### Exercise directions
Reproduce the stretch from "From today, the" through "of his job." of the passage about Bob Dole's campaign, swapping "taciturn" for "reserved".

### Given passage

Tie-less and sports-jacketed, as if to symbolise his liberation from official Washington, Mr Dole brushed aside polls showing him up to 20 points behind Bill Clinton. He accused the President of "talking right and governing left". A Bob Dole in the White House, he vowed, "will tell people what I'll do, and then do what I say".
Over the next six weeks the presumptive Republican nominee, who stunned Washington by announcing on Wednesday he was resigning from the post of Majority leader and the Senate seat he has held for 27 years, plans to visit a score of major cities across the country. The focus will be on key states like Florida, Illinois and California, essential for victory on 5 November.
Albeit through very different prisms, enthusiastic Republicans and grudging Democrats alike agree that Mr Dole did the right thing in wrenching himself free of an institution he loved and understood as few others, but which has recently dragged down his candidacy.
For Republicans, the clean break was being portrayed as a master stroke that would allow the 72-year-old Kansan to free himself from the legislative coils and project his message to the public at large, drawing distinctions of policy, character and style between himself and an incumbent a generation his junior.
"The real campaign" was about to begin, the Republican National Committee chairman, Haley Barbour, said yesterday.
At the White House the entirely predictable word was that Mr Dole's decision to surrender his powerbase was a desperate move by a desperate man who trails Mr Clinton by up to 20 points; it would distance himself from a deeply unpopular Republican Congress and from House Speaker Newt Gingrich, who is arguably the most unpopular politician in America.
But both sides say that if the Majority leader has gambled, it was a risk he had to take, and by a two-to-one margin, those voters who knew of what Mr Dole had done approved of it. Even so, the same CBS poll showed three voters in four still believe Mr Clinton will win a second term.
From today, the normally taciturn and dour Mr Dole must shed a lifetime's habits of deal-making and compromise. Senator Dole must become Citizen Candidate Dole, and craft a genuine policy vision explaining why voters should get rid of an incumbent President who after a choppy start seems in the last year to have got the measure of his job.
Thus Mr Dole will pepper his speeches with words like 'common sense', and 'steadfastness under fire'. He will point to his consistency in areas like foreign policy and balancing the budget - just as the Republicans embark on a $20m (pounds 12m) television advertising campaign lambasting Mr Clinton's deficiencies in those areas.
In this and other ways the party hopes to make up for the acute cash shortage that otherwise might paralyse his campaign in the three months until the August convention in San Diego.
Unlike Mr Clinton, who faced no primary challenge and has $20m left to spend, Mr Dole is down to a legal $1m or less, and will have to rely on such "generic" advertising and guest appearances at party fundraisers to keep up his corner.
Back in the Senate meanwhile, a tense battle is shaping up over the succession as Majority leader. The clear favourite is the current majority whip, Senator Trent Lott of Mississippi. But the hard-edged conservativism of Mr Lott, a close ally of Mr Gingrich, is not to some moderates' liking.
His fellow Mississippian, Thad Cochran, also plans to stand, while Senators Don Nickles, of Oklahoma and Pete Domenici, of New Mexico, a close friend of Mr Dole, may also throw their hats into the ring.

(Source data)
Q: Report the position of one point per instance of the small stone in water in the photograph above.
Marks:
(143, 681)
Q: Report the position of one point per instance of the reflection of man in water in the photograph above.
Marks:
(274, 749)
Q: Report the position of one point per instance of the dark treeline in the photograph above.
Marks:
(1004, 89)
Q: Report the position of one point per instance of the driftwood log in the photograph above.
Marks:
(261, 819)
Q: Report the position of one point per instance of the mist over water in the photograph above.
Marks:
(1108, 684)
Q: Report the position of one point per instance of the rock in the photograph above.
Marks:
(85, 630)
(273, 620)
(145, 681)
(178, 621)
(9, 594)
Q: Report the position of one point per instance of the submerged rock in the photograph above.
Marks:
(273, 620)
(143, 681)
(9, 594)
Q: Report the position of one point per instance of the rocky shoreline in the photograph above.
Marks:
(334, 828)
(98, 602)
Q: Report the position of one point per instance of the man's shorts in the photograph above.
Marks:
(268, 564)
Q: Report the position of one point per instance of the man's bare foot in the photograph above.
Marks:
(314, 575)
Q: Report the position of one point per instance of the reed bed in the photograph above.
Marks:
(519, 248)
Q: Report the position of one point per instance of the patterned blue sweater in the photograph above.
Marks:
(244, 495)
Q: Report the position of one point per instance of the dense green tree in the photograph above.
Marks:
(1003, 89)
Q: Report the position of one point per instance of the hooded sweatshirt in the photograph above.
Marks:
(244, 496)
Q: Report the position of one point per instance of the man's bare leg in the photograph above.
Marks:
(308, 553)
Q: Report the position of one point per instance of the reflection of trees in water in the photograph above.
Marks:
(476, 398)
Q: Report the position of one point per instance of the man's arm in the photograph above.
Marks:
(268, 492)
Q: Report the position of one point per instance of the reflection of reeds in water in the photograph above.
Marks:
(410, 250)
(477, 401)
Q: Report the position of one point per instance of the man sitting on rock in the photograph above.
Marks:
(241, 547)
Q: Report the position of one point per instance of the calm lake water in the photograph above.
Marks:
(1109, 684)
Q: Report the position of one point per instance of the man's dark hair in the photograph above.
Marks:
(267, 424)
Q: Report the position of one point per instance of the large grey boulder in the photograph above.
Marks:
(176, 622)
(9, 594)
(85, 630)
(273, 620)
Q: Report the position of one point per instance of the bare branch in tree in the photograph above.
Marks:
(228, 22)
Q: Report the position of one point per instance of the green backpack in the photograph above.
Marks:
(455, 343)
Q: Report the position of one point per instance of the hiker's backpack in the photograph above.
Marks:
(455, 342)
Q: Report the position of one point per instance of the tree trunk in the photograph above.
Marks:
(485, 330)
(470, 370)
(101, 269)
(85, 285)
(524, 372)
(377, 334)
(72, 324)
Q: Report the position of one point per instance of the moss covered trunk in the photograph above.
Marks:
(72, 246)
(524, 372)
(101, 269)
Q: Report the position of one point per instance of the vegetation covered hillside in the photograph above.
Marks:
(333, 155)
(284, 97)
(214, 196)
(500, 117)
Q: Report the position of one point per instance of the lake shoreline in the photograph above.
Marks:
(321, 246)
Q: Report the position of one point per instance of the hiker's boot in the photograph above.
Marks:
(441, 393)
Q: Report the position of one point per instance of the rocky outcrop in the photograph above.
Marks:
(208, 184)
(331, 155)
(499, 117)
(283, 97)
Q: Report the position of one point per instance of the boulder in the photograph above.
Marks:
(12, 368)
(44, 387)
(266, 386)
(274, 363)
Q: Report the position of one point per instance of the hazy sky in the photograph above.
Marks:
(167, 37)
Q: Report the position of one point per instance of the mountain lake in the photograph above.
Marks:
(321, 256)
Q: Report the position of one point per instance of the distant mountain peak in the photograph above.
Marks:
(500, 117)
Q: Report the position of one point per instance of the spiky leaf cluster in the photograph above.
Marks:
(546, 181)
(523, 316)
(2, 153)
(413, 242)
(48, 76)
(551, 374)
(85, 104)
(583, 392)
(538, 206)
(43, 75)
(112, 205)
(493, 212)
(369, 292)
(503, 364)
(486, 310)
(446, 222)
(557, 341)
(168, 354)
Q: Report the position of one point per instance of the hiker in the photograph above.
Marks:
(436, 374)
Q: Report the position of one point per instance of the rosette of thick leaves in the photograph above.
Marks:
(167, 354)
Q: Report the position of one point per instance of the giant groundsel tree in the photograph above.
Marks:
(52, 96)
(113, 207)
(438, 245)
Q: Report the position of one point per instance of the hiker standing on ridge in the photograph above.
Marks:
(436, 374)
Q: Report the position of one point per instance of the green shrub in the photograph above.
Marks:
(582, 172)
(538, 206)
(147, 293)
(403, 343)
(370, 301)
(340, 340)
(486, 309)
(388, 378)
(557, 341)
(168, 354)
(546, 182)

...

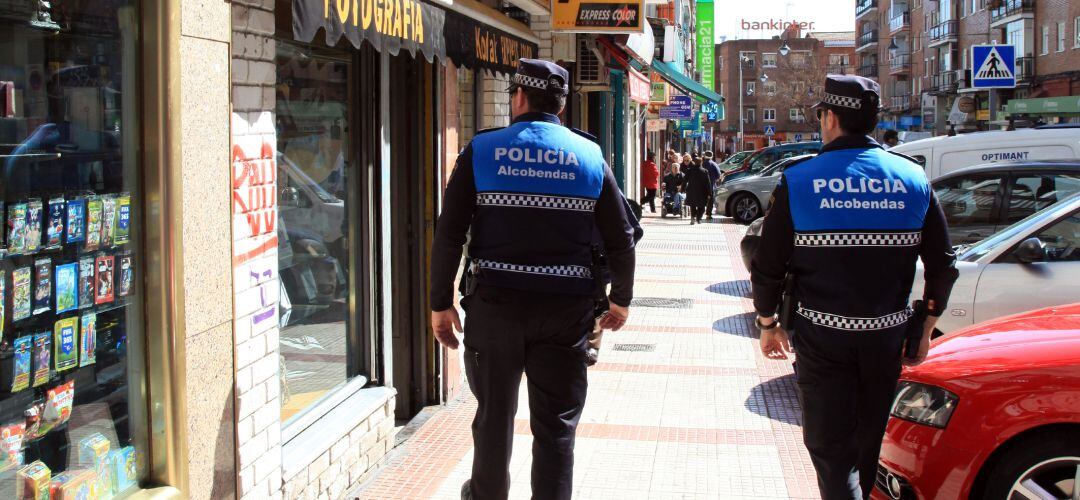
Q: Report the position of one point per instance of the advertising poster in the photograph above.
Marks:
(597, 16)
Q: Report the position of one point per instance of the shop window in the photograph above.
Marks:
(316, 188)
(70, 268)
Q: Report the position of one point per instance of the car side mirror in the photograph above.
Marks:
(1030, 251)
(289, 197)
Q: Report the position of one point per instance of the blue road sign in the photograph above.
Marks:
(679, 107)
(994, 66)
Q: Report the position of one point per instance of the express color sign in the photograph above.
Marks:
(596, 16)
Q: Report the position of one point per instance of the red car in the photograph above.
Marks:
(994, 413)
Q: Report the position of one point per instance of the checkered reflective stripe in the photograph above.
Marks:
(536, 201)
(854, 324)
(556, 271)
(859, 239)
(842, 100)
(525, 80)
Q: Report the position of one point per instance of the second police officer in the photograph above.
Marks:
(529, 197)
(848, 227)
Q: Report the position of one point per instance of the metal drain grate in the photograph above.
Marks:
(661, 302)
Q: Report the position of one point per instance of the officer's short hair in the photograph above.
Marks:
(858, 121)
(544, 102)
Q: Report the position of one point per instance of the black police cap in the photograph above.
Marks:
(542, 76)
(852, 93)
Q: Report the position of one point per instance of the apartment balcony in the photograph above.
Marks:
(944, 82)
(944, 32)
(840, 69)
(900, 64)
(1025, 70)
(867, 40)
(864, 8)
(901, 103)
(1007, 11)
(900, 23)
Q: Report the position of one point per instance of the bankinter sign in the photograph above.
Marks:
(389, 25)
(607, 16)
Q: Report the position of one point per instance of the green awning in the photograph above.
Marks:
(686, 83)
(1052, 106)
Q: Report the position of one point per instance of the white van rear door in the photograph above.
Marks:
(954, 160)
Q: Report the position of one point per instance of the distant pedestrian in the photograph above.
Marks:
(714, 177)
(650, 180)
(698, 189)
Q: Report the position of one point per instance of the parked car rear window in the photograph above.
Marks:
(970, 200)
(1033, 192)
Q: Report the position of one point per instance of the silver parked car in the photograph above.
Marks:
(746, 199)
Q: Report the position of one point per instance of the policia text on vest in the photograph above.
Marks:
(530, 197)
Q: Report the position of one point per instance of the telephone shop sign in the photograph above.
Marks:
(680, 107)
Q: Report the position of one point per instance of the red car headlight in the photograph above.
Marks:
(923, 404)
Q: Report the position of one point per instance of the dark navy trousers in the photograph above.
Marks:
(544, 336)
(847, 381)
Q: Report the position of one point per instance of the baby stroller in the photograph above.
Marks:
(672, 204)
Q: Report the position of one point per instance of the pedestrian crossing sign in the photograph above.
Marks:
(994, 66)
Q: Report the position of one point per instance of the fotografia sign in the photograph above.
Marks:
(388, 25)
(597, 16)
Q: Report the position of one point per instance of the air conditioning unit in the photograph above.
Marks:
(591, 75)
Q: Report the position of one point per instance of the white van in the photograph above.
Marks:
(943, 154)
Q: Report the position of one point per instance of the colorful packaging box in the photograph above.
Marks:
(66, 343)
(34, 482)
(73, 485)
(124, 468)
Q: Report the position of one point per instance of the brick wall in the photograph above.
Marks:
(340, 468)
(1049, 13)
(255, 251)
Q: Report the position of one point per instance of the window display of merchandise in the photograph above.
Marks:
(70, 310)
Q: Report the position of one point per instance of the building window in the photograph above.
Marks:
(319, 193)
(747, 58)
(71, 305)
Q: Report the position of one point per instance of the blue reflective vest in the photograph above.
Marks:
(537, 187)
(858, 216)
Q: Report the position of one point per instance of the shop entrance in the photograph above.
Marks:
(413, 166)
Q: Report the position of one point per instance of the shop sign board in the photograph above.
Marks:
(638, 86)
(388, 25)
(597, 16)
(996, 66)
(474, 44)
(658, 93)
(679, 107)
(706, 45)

### Correct answer
From today, the normally reserved and dour Mr Dole must shed a lifetime's habits of deal-making and compromise. Senator Dole must become Citizen Candidate Dole, and craft a genuine policy vision explaining why voters should get rid of an incumbent President who after a choppy start seems in the last year to have got the measure of his job.